Given information =>
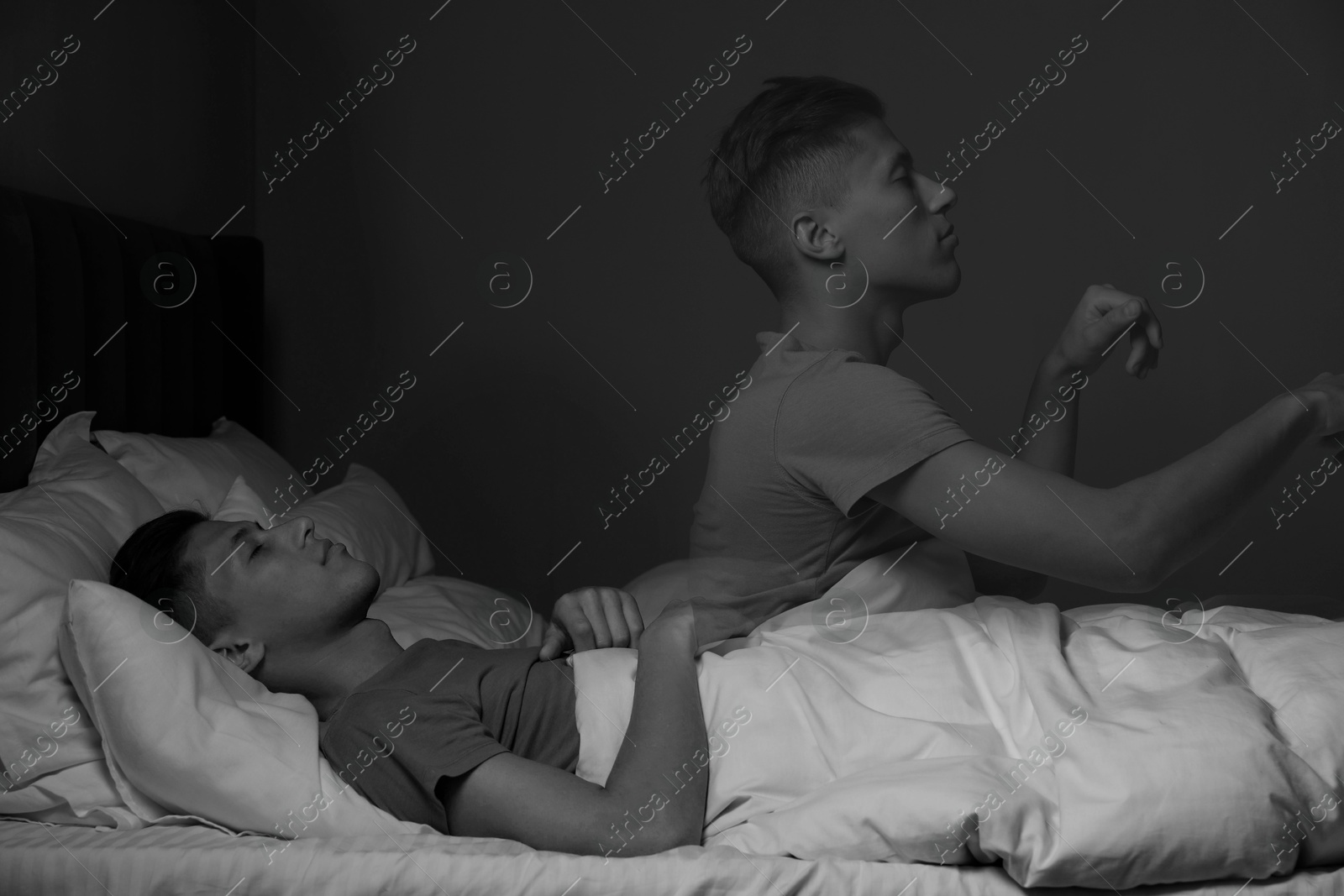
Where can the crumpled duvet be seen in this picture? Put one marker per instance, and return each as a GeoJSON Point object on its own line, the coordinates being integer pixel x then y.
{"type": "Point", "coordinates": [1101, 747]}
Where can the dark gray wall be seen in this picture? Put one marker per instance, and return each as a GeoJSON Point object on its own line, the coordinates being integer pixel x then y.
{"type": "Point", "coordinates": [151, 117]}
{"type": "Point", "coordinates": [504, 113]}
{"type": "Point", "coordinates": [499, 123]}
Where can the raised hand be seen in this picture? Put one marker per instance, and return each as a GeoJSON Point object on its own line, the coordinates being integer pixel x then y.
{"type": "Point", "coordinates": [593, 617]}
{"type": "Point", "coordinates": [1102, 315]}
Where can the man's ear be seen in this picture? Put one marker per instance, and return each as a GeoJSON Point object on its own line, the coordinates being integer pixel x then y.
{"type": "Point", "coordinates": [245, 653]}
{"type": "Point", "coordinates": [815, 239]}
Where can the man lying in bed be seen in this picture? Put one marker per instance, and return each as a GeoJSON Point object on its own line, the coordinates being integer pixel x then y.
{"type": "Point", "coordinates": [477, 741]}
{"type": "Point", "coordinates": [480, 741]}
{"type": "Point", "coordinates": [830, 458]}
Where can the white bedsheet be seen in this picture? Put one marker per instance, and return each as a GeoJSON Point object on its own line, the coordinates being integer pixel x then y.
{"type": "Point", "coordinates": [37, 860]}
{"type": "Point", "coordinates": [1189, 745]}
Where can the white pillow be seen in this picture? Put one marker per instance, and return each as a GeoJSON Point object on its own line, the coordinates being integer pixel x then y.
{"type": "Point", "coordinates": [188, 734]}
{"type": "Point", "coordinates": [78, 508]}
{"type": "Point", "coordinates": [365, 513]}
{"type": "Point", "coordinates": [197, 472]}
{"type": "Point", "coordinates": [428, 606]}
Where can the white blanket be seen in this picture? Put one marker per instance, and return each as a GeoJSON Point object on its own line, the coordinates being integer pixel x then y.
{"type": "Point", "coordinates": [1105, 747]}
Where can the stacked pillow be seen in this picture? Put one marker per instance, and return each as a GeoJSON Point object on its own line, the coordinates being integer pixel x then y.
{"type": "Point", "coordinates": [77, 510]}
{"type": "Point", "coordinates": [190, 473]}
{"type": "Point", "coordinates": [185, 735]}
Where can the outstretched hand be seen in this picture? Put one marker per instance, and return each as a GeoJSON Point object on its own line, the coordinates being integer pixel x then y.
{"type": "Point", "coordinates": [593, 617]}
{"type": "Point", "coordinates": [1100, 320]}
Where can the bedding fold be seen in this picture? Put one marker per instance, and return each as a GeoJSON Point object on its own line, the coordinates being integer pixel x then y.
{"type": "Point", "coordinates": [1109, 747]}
---
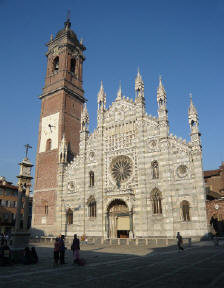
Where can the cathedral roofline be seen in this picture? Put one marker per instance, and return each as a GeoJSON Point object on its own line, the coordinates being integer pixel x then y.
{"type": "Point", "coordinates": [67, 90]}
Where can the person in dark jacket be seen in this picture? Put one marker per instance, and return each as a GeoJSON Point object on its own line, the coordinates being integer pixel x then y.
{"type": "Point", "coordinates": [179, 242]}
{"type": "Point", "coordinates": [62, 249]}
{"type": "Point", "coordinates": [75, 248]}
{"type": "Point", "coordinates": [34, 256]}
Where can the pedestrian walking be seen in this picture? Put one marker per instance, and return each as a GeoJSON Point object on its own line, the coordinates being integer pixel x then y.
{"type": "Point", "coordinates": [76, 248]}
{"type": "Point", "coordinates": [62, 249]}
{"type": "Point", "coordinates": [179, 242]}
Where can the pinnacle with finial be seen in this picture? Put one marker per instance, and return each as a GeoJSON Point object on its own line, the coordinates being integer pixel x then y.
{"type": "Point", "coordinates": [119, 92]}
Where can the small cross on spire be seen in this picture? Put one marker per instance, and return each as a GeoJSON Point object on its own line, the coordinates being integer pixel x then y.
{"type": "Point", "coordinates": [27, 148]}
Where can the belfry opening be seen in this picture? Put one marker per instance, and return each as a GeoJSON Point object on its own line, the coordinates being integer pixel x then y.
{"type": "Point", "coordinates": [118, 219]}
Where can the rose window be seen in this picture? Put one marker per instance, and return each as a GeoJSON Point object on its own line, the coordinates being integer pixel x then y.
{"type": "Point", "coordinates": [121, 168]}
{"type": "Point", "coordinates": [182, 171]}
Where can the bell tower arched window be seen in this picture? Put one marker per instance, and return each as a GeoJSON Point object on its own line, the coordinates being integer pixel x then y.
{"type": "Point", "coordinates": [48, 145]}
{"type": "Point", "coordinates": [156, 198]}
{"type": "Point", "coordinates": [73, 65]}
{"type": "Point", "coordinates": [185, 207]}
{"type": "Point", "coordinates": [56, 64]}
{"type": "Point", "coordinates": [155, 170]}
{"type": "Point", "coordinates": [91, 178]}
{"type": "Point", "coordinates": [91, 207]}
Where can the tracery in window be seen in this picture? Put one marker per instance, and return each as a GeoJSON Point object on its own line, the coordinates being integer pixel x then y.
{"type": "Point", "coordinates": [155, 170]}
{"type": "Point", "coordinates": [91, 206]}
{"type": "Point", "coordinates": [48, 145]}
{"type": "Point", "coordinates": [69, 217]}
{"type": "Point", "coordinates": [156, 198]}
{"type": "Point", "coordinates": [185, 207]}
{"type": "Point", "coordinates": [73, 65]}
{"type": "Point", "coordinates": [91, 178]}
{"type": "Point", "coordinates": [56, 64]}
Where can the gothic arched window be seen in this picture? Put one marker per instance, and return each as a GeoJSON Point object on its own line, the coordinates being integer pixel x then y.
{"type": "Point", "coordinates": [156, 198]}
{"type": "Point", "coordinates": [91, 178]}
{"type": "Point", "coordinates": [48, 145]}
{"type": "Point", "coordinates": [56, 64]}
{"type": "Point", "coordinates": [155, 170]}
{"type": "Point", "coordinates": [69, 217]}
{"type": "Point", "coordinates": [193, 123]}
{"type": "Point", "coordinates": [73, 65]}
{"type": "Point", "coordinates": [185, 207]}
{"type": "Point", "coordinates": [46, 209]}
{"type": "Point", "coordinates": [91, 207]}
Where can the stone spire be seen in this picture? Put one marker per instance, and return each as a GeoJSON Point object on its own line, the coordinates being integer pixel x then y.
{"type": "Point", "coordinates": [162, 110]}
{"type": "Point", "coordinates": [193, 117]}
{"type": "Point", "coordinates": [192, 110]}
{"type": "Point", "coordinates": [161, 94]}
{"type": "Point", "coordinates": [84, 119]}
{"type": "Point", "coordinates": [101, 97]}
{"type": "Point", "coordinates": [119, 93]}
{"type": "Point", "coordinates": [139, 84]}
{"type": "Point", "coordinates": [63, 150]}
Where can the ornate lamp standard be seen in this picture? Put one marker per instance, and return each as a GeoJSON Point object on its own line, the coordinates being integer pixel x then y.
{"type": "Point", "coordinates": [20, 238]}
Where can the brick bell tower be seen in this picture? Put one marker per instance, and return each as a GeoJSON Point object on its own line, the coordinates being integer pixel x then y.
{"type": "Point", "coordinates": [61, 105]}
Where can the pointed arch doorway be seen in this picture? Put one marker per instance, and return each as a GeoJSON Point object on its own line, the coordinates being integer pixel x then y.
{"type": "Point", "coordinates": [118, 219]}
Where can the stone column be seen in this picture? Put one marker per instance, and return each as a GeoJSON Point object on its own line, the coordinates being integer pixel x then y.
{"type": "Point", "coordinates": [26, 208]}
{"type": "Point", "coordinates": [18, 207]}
* * *
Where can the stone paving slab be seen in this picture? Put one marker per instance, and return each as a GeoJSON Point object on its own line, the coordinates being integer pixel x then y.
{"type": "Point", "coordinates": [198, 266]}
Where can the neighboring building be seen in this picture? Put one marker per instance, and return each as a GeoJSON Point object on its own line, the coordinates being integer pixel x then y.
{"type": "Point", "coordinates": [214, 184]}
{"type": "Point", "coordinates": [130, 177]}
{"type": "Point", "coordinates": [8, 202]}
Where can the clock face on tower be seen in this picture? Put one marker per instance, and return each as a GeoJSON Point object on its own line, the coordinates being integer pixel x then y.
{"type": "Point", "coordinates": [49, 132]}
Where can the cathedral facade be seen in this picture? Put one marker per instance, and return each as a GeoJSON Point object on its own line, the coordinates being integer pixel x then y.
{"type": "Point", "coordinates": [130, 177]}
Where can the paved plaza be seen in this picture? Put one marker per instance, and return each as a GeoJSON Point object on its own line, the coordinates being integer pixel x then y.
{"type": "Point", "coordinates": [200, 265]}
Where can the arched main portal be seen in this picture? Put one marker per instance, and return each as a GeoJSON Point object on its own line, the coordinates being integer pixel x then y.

Direction => Pull out every line of the entries above that contains the string "bell". Case counts.

Full solution =>
Where can the bell tower arched window be seen in this picture? Put one marker per instance, and return each as a GeoJSON Point object on its own line, the coordinates being integer pixel x then y.
Where can the brick bell tower be seen in this picture? Put one marker per instance, and return each as a GeoJSON Point object on its own line, the coordinates being integer pixel x then y.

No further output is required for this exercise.